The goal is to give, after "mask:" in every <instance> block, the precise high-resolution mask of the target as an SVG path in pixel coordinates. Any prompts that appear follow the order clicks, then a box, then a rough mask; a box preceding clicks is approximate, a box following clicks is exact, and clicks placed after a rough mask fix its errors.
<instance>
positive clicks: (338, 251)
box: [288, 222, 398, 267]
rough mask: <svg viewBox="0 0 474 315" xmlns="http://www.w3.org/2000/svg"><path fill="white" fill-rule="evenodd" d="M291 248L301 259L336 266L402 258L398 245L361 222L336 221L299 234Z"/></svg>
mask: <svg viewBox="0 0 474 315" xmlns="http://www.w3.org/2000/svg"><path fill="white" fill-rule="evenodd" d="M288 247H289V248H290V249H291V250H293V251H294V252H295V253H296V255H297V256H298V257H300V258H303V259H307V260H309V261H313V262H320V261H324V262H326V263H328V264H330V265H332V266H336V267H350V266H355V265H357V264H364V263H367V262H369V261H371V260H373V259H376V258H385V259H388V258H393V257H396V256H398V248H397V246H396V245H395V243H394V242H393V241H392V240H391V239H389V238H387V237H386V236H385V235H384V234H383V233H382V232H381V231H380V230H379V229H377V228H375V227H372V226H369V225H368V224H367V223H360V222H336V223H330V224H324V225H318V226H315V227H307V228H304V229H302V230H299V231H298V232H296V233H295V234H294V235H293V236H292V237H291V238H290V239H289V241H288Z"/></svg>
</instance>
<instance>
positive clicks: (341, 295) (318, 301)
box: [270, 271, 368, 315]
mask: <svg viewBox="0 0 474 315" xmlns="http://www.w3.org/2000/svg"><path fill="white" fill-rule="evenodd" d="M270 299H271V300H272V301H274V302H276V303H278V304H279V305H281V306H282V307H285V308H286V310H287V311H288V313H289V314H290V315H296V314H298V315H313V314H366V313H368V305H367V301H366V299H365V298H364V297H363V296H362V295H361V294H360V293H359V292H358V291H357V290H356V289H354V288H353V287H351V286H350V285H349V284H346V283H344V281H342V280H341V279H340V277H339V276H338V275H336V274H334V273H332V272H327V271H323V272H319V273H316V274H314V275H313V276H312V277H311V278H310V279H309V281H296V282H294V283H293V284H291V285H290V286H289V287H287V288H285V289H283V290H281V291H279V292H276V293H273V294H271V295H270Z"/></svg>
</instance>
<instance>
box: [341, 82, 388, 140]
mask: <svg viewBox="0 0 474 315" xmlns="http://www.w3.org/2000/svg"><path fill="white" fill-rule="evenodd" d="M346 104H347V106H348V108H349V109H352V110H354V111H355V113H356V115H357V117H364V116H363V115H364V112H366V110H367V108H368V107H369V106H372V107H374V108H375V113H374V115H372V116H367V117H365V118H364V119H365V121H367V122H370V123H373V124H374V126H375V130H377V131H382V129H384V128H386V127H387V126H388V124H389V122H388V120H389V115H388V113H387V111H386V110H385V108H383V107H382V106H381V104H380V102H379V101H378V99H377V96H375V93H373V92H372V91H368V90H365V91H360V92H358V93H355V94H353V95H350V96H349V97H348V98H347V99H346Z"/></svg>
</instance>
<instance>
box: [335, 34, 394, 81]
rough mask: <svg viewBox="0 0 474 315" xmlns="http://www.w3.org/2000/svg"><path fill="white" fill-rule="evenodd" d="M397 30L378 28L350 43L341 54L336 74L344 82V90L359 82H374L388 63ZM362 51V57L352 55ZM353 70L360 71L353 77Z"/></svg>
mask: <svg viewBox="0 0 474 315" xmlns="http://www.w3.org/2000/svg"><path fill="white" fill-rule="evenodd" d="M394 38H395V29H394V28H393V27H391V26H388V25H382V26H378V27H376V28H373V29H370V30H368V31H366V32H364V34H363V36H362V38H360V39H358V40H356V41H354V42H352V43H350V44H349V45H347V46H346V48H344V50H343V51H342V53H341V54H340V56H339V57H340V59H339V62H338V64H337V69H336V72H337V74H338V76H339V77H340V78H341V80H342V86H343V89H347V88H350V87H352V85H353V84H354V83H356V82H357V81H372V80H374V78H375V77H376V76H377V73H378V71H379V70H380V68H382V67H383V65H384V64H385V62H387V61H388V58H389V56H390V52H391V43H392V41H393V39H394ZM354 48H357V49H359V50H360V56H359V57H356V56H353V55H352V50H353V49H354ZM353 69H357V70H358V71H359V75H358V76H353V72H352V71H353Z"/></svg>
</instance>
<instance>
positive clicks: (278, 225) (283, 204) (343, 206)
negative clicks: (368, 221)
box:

================

_What to produce_
From the first line to the last, retype the records exactly as they stand above.

_Solution for this task_
The goal is to give, after "mask:" in every <instance> block, the precise high-resolution mask of the target as an SVG path in pixel coordinates. Any prompts that appear follow the order clicks, then a box, then a rough mask; a box preceding clicks is approximate, a box following clicks is exact, and clicks placed after a rough mask fix its errors.
<instance>
positive clicks: (338, 251)
box: [288, 222, 398, 267]
rough mask: <svg viewBox="0 0 474 315" xmlns="http://www.w3.org/2000/svg"><path fill="white" fill-rule="evenodd" d="M291 248L301 259L336 266L402 258L398 245L361 222L336 221L299 234Z"/></svg>
mask: <svg viewBox="0 0 474 315" xmlns="http://www.w3.org/2000/svg"><path fill="white" fill-rule="evenodd" d="M288 247H289V248H290V249H291V250H293V251H294V252H295V253H296V255H297V256H298V257H300V258H303V259H307V260H309V261H313V262H320V261H324V262H326V263H328V264H330V265H332V266H336V267H350V266H355V265H357V264H364V263H367V262H369V261H371V260H373V259H376V258H385V259H388V258H393V257H396V256H398V248H397V246H396V245H395V243H394V242H393V241H392V240H391V239H389V238H387V237H386V236H385V235H384V234H383V233H382V232H381V231H380V230H379V229H377V228H375V227H372V226H369V225H368V224H367V223H360V222H336V223H330V224H324V225H318V226H315V227H307V228H304V229H302V230H299V231H298V232H296V233H295V234H294V235H293V236H292V237H291V238H290V239H289V241H288Z"/></svg>
</instance>
<instance>
positive clicks: (341, 295) (318, 301)
box: [270, 271, 368, 315]
mask: <svg viewBox="0 0 474 315" xmlns="http://www.w3.org/2000/svg"><path fill="white" fill-rule="evenodd" d="M270 299H271V300H272V301H274V302H276V303H278V304H279V305H281V306H282V307H285V308H286V310H287V311H288V313H289V314H290V315H296V314H298V315H313V314H366V313H368V305H367V301H366V299H365V298H364V297H363V296H362V295H361V294H360V293H359V292H358V291H357V290H356V289H354V288H353V287H351V286H350V285H349V284H346V283H344V281H342V280H341V279H340V277H339V276H338V275H336V274H334V273H332V272H327V271H323V272H319V273H316V274H314V275H313V276H312V277H311V278H310V279H309V281H296V282H294V283H293V284H291V285H290V286H289V287H287V288H285V289H283V290H281V291H279V292H276V293H273V294H271V295H270Z"/></svg>
</instance>
<instance>
box: [341, 82, 388, 140]
mask: <svg viewBox="0 0 474 315" xmlns="http://www.w3.org/2000/svg"><path fill="white" fill-rule="evenodd" d="M346 104H347V106H348V108H349V109H352V110H354V111H355V113H356V115H357V117H364V116H363V115H364V112H366V110H367V108H368V107H369V106H372V107H374V108H375V113H374V115H372V116H367V117H365V118H364V119H365V121H367V122H370V123H373V124H374V126H375V130H377V131H382V129H384V128H386V127H387V126H388V124H389V122H388V120H389V115H388V113H387V111H386V110H385V108H383V107H382V106H381V104H380V102H379V101H378V99H377V96H375V93H373V92H372V91H368V90H365V91H360V92H358V93H355V94H353V95H350V96H349V97H348V98H347V99H346Z"/></svg>
</instance>
<instance>
box: [335, 34, 394, 81]
rough mask: <svg viewBox="0 0 474 315" xmlns="http://www.w3.org/2000/svg"><path fill="white" fill-rule="evenodd" d="M397 30L378 28L350 43L341 54L336 74L344 82V90L359 82H374L388 63ZM362 51V57L352 55ZM353 70L360 71L353 77Z"/></svg>
mask: <svg viewBox="0 0 474 315" xmlns="http://www.w3.org/2000/svg"><path fill="white" fill-rule="evenodd" d="M394 38H395V29H394V28H393V27H391V26H388V25H382V26H378V27H376V28H373V29H370V30H368V31H366V32H364V34H363V36H362V38H360V39H358V40H356V41H354V42H352V43H350V44H349V45H347V46H346V48H344V50H343V51H342V53H341V54H340V56H339V57H340V59H339V62H338V64H337V69H336V72H337V74H338V76H339V77H340V78H341V80H342V86H343V89H347V88H350V87H352V85H353V84H354V83H356V82H357V81H372V80H374V78H375V77H376V76H377V73H378V71H379V70H380V68H382V67H383V65H384V64H385V62H387V61H388V58H389V56H390V52H391V43H392V41H393V39H394ZM354 48H357V49H359V50H360V56H359V57H356V56H353V55H352V50H353V49H354ZM353 69H357V70H358V71H359V75H358V76H353V72H352V71H353Z"/></svg>
</instance>
<instance>
positive clicks: (278, 225) (283, 204) (343, 206)
negative clicks: (368, 221)
box:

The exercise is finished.